Supplied entries section start

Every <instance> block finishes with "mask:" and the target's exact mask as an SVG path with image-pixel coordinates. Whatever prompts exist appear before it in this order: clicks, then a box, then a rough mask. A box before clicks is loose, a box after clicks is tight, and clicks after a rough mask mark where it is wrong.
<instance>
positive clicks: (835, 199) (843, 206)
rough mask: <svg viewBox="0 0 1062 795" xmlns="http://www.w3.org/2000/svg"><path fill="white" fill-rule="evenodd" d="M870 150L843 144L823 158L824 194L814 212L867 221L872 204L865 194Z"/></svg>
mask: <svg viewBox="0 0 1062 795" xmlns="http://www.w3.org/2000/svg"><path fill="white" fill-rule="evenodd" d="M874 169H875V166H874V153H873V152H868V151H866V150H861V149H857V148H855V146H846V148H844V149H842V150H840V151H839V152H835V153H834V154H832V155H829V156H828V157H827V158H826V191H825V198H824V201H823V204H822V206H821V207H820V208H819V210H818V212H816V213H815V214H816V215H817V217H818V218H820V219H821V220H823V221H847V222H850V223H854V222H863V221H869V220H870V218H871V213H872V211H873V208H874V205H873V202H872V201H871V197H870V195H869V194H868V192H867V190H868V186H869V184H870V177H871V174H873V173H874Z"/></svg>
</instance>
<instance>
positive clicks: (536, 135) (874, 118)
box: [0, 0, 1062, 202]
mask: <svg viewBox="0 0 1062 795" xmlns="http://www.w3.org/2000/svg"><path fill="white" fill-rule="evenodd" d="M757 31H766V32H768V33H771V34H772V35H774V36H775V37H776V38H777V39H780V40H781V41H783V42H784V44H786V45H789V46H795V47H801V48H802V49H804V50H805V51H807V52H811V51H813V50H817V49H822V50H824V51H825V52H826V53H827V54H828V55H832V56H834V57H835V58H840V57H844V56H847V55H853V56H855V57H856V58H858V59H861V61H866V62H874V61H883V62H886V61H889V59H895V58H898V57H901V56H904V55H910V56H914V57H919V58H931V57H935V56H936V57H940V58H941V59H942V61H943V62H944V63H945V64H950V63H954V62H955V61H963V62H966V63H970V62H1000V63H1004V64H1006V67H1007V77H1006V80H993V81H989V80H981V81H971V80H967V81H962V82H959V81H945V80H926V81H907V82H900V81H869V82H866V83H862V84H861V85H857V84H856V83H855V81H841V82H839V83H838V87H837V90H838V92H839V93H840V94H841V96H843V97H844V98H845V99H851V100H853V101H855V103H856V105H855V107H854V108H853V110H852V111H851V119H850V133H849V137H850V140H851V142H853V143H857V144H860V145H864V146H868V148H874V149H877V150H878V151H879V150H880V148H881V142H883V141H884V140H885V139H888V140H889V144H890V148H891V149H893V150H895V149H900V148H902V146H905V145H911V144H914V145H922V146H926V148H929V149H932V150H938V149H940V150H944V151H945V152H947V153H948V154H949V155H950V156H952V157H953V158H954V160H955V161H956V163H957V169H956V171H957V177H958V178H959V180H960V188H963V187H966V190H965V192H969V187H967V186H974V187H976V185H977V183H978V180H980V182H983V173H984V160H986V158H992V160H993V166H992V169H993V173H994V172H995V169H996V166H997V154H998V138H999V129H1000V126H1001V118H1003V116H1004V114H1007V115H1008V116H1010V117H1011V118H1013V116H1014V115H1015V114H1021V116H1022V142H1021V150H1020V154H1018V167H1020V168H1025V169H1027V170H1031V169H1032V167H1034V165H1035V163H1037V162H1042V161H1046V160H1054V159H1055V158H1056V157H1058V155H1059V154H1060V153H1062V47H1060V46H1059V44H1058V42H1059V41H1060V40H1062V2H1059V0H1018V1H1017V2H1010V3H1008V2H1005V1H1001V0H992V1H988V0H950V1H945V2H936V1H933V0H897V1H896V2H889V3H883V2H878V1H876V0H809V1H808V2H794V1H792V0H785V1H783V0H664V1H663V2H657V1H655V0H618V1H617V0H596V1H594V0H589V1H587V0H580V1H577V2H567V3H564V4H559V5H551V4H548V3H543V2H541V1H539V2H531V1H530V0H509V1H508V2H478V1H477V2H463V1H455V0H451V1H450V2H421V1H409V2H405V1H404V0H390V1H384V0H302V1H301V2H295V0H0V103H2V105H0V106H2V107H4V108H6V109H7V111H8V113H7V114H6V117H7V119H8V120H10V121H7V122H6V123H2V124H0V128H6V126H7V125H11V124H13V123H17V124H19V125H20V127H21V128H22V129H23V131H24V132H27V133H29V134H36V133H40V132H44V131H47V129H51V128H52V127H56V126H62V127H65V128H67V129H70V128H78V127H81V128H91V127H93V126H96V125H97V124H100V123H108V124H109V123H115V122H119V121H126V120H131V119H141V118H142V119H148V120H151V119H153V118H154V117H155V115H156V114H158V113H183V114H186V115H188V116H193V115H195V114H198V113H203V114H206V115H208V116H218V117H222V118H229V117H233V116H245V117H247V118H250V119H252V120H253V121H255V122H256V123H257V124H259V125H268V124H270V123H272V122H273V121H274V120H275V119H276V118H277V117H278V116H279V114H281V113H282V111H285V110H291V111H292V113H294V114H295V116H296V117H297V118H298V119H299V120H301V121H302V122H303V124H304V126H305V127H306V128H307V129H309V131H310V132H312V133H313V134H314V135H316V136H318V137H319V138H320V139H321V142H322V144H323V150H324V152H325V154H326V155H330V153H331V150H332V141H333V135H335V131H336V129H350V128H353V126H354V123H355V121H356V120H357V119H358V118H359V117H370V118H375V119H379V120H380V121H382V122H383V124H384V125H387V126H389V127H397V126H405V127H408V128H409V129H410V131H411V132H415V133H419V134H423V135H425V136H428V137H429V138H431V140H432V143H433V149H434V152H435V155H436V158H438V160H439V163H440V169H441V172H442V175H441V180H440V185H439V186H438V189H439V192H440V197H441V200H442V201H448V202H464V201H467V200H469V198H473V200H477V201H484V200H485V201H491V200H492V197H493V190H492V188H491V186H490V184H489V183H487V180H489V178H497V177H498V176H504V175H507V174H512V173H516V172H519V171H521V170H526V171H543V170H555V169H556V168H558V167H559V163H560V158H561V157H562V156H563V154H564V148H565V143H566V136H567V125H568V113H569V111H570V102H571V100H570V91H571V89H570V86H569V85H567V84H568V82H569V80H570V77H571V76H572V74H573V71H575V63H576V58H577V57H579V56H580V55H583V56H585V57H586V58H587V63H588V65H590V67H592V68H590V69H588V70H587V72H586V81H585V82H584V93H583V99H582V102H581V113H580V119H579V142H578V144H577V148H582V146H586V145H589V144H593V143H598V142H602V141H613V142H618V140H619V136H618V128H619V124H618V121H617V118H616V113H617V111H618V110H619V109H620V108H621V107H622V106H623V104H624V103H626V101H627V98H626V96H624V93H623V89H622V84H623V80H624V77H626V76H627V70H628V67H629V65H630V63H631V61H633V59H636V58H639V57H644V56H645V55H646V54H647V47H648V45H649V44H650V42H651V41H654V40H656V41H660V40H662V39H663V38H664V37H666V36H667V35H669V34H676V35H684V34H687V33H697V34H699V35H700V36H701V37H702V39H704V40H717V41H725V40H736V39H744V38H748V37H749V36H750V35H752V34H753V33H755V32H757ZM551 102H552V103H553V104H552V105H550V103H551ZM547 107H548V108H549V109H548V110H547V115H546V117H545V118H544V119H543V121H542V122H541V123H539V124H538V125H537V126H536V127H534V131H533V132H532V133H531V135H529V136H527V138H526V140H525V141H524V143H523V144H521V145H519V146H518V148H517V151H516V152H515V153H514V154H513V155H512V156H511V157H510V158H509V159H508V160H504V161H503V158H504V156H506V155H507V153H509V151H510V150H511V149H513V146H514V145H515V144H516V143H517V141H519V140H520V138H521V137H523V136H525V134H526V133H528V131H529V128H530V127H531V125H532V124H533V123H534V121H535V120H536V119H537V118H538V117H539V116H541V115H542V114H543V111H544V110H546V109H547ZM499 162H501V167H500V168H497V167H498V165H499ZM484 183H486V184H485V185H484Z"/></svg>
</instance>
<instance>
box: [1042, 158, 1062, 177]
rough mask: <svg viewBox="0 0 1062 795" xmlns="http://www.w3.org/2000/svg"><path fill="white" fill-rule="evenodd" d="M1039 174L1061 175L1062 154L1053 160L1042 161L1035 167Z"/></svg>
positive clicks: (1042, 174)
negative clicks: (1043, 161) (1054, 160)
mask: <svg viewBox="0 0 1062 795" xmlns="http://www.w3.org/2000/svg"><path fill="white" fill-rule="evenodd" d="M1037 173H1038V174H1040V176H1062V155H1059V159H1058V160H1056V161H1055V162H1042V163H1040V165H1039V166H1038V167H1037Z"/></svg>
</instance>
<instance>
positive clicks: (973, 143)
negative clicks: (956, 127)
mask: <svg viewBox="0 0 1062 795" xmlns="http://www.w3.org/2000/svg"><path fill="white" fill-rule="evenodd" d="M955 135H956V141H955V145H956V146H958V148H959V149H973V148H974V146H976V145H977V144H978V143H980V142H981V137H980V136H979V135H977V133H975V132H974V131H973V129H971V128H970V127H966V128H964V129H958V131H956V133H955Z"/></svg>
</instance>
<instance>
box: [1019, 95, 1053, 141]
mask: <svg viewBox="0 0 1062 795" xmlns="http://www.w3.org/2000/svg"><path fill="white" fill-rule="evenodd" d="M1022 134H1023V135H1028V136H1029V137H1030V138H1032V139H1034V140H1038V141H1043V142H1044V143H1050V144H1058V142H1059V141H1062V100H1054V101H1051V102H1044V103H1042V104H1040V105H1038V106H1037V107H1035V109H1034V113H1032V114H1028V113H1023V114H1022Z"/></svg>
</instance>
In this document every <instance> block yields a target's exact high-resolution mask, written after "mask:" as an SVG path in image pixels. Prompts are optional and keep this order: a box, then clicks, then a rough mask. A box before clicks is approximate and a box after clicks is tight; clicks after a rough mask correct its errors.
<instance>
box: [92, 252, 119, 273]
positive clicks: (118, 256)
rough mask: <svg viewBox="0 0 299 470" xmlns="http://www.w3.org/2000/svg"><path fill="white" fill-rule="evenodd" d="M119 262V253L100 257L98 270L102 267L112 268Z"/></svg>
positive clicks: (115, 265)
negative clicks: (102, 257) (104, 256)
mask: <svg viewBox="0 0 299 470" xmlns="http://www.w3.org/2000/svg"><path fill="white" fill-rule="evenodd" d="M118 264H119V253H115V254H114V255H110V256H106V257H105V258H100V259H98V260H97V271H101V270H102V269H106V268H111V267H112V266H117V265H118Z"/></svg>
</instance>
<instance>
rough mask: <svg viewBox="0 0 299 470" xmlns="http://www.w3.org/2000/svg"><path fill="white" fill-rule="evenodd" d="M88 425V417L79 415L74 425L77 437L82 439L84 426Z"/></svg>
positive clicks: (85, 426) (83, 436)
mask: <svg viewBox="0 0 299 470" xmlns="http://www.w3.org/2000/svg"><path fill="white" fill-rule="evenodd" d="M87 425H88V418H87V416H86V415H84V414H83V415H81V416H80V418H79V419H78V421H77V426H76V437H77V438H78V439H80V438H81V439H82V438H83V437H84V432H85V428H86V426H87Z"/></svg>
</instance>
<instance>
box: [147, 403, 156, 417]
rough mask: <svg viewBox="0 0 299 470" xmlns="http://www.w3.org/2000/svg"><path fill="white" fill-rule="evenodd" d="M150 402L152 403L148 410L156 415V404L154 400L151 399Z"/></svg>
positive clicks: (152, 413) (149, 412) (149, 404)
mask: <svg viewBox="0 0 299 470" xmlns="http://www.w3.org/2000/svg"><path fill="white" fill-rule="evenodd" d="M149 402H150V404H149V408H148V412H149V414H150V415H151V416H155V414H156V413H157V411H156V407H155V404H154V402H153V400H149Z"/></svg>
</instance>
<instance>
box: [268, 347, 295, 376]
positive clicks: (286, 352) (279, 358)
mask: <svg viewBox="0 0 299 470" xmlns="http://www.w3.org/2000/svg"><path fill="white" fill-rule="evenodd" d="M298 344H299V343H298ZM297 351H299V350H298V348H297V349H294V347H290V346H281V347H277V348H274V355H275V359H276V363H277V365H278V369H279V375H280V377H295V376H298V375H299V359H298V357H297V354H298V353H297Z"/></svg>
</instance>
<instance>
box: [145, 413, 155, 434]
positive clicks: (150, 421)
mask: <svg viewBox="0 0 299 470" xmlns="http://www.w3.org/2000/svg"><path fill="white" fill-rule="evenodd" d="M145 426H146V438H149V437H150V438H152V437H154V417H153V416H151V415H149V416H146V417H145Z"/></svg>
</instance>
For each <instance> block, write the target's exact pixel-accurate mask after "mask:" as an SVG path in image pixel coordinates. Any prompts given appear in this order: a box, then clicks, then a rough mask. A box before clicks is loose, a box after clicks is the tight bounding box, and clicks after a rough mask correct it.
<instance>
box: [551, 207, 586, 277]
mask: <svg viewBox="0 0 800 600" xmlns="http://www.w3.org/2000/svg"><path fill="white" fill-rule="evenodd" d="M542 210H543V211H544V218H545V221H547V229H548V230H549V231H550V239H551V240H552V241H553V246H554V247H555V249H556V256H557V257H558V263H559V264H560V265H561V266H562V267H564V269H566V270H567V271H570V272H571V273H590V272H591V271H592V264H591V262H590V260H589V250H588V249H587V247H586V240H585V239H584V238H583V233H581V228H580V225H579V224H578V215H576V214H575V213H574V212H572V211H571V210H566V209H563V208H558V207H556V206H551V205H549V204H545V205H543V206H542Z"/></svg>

Supplied entries section end

* _Work item_: Set down exactly the lines that begin the records and continue through the line bearing "positive clicks: (536, 135) (874, 118)"; include both ends.

* _Task answer_:
Every <instance> block finishes with "mask:" and the target's exact mask as an SVG path with image-pixel coordinates. Whatever prompts exist appear before it in this order: clicks, then a box, then a rough mask. A box before clicks is loose, a box after clicks is tight, and clicks after a rough mask mark where it is wrong.
<instance>
positive clicks: (835, 199) (843, 206)
rough mask: <svg viewBox="0 0 1062 795" xmlns="http://www.w3.org/2000/svg"><path fill="white" fill-rule="evenodd" d="M870 150L843 144L823 158L824 194L814 212L867 221L872 204L865 194Z"/></svg>
mask: <svg viewBox="0 0 1062 795" xmlns="http://www.w3.org/2000/svg"><path fill="white" fill-rule="evenodd" d="M874 169H875V166H874V153H873V152H868V151H866V150H861V149H857V148H855V146H846V148H844V149H842V150H840V151H839V152H835V153H834V154H832V155H829V156H828V157H827V158H826V191H825V198H824V201H823V204H822V206H821V207H820V208H819V210H818V212H816V213H815V214H816V215H817V217H818V218H820V219H821V220H823V221H847V222H850V223H854V222H863V221H869V220H870V218H871V213H872V211H873V208H874V205H873V202H872V201H871V197H870V195H869V194H868V192H867V190H868V186H869V184H870V177H871V174H873V173H874Z"/></svg>
</instance>
<instance>
positive clicks: (536, 135) (874, 118)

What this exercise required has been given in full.